◆ Texto proporcionado
══════════

MUJERES: SVETLANA STALINA

En esta tradicional serie dedicada a mujeres excepcionales, iniciamos hoy una variante en la que descubriremos a hijas de algunos tiranos, dictadores o genocidas, con el fin de reflexionar sobre cómo debe de ser una vida a la sombra de un padre así. Es innegable que los padres configuran nuestra identidad; no solo nos dan el nombre y los apellidos, sino que de alguna forma los hijos somos extensión de nuestros padres. ¿O no?

Empezamos con el caso de la única hija de Iósif Stalin, nacida en Rusia el 28 de febrero de 1926. Según ella misma cuenta en un libro autobiográfico, Veinte cartas a un amigo, tuvo una infancia privilegiada, de princesa comunista. La educó una institutriz y su padre la adoraba; la llamaba "pequeño gorrión", la besaba, la acariciaba y le regalaba juguetes inalcanzables para otros niños. Mientras que su madre, Nadya, era más fría, más distante con ella. Según parece, en noviembre de 1932, se celebró un banquete de jerifaltes comunistas con motivo del decimoquinto aniversario de la revolución. Stalin instó a su esposa a que bebiera alcohol en público, a lo que ella se negó. Ante la insistencia del marido, Nadya se levantó, salió corriendo de la sala y regresó a su apartamento del Kremlin, donde se pegó un tiro. A la pequeña Svetlana le dijeron que su madre había muerto de apendicitis. Incluso circularon rumores de que el propio Stalin había tenido algo que ver en la muerte de su mujer, pero la propia hija afirmó posteriormente que su madre se había suicidado, dejando una carta llena de reproches a su esposo.

══════════

◆ Datos extraídos

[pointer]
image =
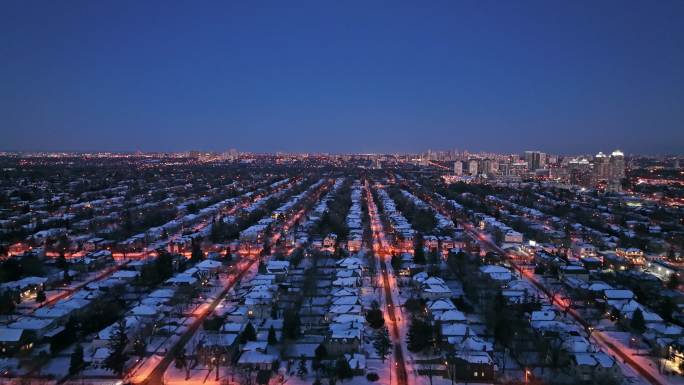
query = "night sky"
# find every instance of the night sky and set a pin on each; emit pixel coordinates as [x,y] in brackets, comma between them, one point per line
[342,76]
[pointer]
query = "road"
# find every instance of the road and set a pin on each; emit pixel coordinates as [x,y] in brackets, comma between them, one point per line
[383,250]
[71,290]
[648,373]
[157,374]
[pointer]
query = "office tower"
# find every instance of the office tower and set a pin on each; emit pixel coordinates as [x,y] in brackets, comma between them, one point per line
[458,168]
[535,159]
[617,165]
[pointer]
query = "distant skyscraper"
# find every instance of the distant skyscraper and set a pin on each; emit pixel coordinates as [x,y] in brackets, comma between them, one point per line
[472,167]
[617,165]
[458,168]
[535,159]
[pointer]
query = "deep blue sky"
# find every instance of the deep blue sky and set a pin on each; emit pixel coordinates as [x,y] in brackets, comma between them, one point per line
[342,76]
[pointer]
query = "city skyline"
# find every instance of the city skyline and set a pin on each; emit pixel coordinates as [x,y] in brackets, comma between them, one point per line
[565,78]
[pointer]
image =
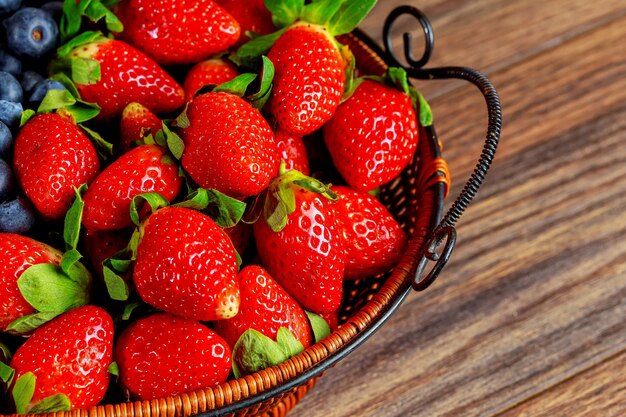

══════════

◆ Lo que se pide
Reproduce literalmente el fragmento del texto sobre Svetlana Stalina que empieza con "En esta tradicional" y sigue hasta "padres. ¿O no?".

◆ Solución del ejercicio
En esta tradicional serie dedicada a mujeres excepcionales, iniciamos hoy una variante en la que descubriremos a hijas de algunos tiranos, dictadores o genocidas, con el fin de reflexionar sobre cómo debe de ser una vida a la sombra de un padre así. Es innegable que los padres configuran nuestra identidad; no solo nos dan el nombre y los apellidos, sino que de alguna forma los hijos somos extensión de nuestros padres. ¿O no?